**WHAT TO WORK ON:**
A: In the trial testimony, list every person given a personal name in the paragraph that begins "No, I cannot do it".
B: According to the trial testimony, where does Caterina, the wife of one from Fiorenzuola, live?
C: Resume the trial testimony from its last sentence, keeping the same speaker and voice.

━━━ TEXT PROVIDED ━━━

I have heard things of Caterina Caponero from the Nigra called corvuccia, they are neighbours in Salicotto, and it seems they heal people and this is said by everybody but I do not remember who told me precisely. Sometimes I have been in the house of Caterina Caponero and I have heard other people […] saying that this Caterina could heal all illnesses, for this […], but I have never observed or saw Caterina doing or saying incantations ….
I had experienced this (sexual) impediment not only with my wife, but with other women as well. I could not do it with anybody but the above mentioned women, with whom I would eat and drink together and with said [Caterina] of whom people said she was an enchantress. This was a while ago but I do not remember who I talked to about this.
No, I cannot do it (sorcery on men) nor do I know anybody able to do any sorcery to men or women so that they cannot have intercourse; these things against me are all lies of birri6 because this man birro and his wife Isabella (Isabetta) have ill feelings towards me as I have already said. And Busciati of […] is gone looking for women to testify against me and friar Giuseppe of St Martin persuaded them to be interviewed against me. The inspector told me in my house in front of my old mother while I was burning up, almost 20 hours with fever, last month of June and July. He came to check on me as I was just out of prison […] Busciati (spoke) with Caterina, wife of one from Fiorenzuola whose name I do not remember. She lives in the Chiasso of Anella in Salicotto and has a child called Matthia. Caterina herself was in my house soon after I was out of here (Holy Office prisons), only my old mother was present, she was coming here to help out. She told me that Busciati asked her if she knew if I did something dodgy and to tell him and he would refer it to the Holy Office without revealing her name.

━━━ DATA SUPPLIED ━━━

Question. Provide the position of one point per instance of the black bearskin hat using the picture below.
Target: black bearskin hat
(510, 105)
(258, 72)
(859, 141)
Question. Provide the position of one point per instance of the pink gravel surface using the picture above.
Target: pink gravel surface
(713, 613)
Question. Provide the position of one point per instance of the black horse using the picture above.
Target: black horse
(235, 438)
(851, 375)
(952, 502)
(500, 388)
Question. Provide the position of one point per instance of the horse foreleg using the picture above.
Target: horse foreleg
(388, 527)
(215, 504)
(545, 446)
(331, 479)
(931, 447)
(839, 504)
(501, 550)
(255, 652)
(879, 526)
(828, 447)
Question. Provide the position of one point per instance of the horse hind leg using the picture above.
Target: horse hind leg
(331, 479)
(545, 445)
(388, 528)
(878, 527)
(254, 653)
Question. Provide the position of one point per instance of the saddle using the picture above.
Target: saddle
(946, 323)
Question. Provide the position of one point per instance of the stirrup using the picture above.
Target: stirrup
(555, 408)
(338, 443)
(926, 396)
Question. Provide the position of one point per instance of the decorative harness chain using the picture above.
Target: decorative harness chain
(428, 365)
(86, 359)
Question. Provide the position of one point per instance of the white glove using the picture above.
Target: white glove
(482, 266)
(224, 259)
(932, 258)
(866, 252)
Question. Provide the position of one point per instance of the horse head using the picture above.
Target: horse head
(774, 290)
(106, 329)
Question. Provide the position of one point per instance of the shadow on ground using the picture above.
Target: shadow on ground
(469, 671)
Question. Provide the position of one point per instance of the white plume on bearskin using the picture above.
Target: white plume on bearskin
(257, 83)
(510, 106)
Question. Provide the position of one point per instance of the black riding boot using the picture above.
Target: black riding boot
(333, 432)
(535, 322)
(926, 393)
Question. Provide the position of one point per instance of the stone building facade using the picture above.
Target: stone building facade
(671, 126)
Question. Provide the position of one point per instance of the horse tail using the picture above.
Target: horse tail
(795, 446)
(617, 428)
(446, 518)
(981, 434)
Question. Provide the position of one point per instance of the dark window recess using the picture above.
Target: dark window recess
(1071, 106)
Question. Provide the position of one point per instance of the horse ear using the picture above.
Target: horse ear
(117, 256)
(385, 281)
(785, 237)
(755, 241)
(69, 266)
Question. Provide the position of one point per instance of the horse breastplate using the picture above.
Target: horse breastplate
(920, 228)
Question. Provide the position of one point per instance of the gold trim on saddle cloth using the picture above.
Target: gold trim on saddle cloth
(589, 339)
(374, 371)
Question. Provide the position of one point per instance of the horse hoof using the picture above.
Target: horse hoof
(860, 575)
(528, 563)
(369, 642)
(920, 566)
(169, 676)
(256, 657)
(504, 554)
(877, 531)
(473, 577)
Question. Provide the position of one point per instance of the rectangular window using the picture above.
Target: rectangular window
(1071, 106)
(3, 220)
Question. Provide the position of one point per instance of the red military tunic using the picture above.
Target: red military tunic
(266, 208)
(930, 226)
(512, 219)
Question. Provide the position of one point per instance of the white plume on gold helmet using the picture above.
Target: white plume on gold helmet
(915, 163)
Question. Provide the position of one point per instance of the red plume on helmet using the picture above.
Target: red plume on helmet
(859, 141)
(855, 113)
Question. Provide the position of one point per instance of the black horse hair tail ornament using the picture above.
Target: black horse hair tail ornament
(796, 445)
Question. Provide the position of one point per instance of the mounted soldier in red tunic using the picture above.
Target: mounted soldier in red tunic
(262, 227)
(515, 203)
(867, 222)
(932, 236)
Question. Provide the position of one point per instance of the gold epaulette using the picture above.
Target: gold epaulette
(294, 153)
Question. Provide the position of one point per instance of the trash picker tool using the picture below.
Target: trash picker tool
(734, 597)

━━━

**TASK RESPONSES:**
A: Isabella (Isabetta), Busciati, friar Giuseppe of St Martin, Caterina, and Matthia.

B: She lives in the Chiasso of Anella in Salicotto.

C:
I healed many country folks, sbirri and whores of illnesses, in specific Monte Lupi and his wife who was mad and ran out once naked in the square and so did her sister. Just before I was due to re-enter the prison, I met with Monte Lupi’s wife, near the door of Mr […] Bandini. She told me she was afflicted by solaggine (maybe heat stroke) and she asked me if I could give her a remedy for it. While I was treating the wife of Monte Lupi, called Maria, she moaned about problems with her husband. I told her that for those problems I could give her a white magnet which was given to me by Livia, for which I paid nine lire. My confessor told me to get rid of it but I did not get rid of it so Maria could have it if she wanted it and she should keep it in a certain way as I was told by Livia.(ibidem)
This accusation comes from Elisabetta, wife of Mercurio sbirro. She sent two friars to my place to search the house and they told me that I was making a woman suffer and for this I should show them a capezzale where I was sleeping. I told them to go ahead and if they wanted me to open the capezzale, I would do so. They accused me of performing a binding on a man, making his wife suffer and thinking they were referring to Mercurio and Isabella, I told them: don’t you think that if I knew how to bind him I would have done it already so he would marry me instead than punishing me.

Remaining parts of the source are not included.